_TASK 1_
Rewrite everything in the party story from "So, apparently late" down to "the fucking face!!", renaming "Mio" to "Leo" throughout that stretch.
_TASK 2_
Condense the paragraph of the party story that begins "The eggs were pretty solid" into a short bulleted list that keeps its main facts.

M: That's true. I did.
So, apparently late in the evening after the wrestling and broken bottles, Mio had become overwhelmed by the Khaos. He wandered away from the group to find a cold place to lay down. He pressed his face against the cold tiles near the pool and stayed there. Jamie found him later. This was the exchange:
J: Mio, what're you doing?
[Mio rolls over and looks up at Jamie]
M: I'm laying here on the cold tiles because I feel like I'm gonna puke.
J: No you're not.
[Jamie punches Mio in the face and slaps him]
M: OW, DOG!!! You punched me in the fucking face!!
J: But you're not going to puke, right?
M: No... I don't feel like puking now. Thanks!
Unbelievable. Jamie has been involved in many face-punching incidents with the ultimate crowd. Actually, the other 2 or 3 all involved Paul, a fellow Santa Cruz alum. They didn't know each other in college (not there at the same time) but looking back, I wish that they had. Those would've been some stories to tell! Now, they just see each other, have good times and punch each other in the face. As people do.
The eggs were pretty solid, the coffee was excellent. We cleaned up the place and chatted about the evening. Then we headed to the fields to watch some ultimate. The women's final was about over when we got there. We see Fury close it out. Dan Yi establishes a strong early presence in the beer garden. They announce a bunch of stuff about the women's champion and Worlds and all of that. There was some cheering during this.

_DATA PROVIDED_
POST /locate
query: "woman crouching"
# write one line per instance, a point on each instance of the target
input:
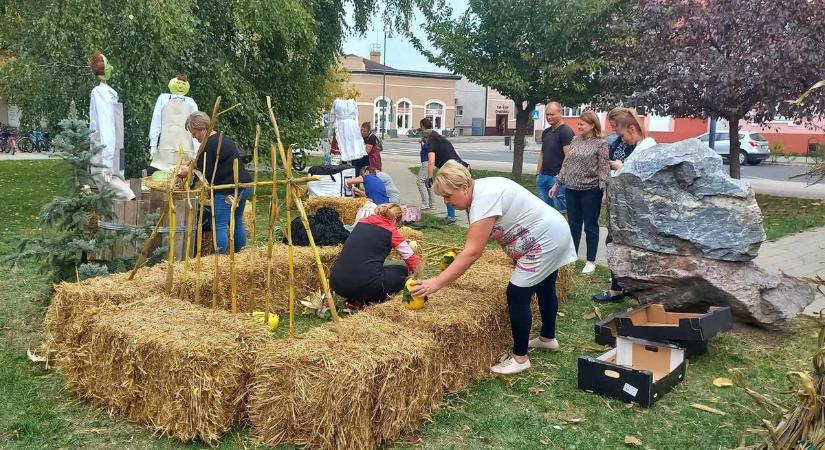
(535, 235)
(359, 273)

_FULL SOLUTION 1_
So, apparently late in the evening after the wrestling and broken bottles, Leo had become overwhelmed by the Khaos. He wandered away from the group to find a cold place to lay down. He pressed his face against the cold tiles near the pool and stayed there. Jamie found him later. This was the exchange:
J: Leo, what're you doing?
[Leo rolls over and looks up at Jamie]
M: I'm laying here on the cold tiles because I feel like I'm gonna puke.
J: No you're not.
[Jamie punches Leo in the face and slaps him]
M: OW, DOG!!! You punched me in the fucking face!!

_FULL SOLUTION 2_
- The eggs were pretty solid, and the coffee was excellent.
- The group cleaned up and chatted about the evening.
- They headed to the fields to watch ultimate and arrived as the women's final was nearly over.
- Fury closed out the final.
- Dan Yi established a strong early presence in the beer garden.
- Announcements about the women's champion and Worlds drew some cheering.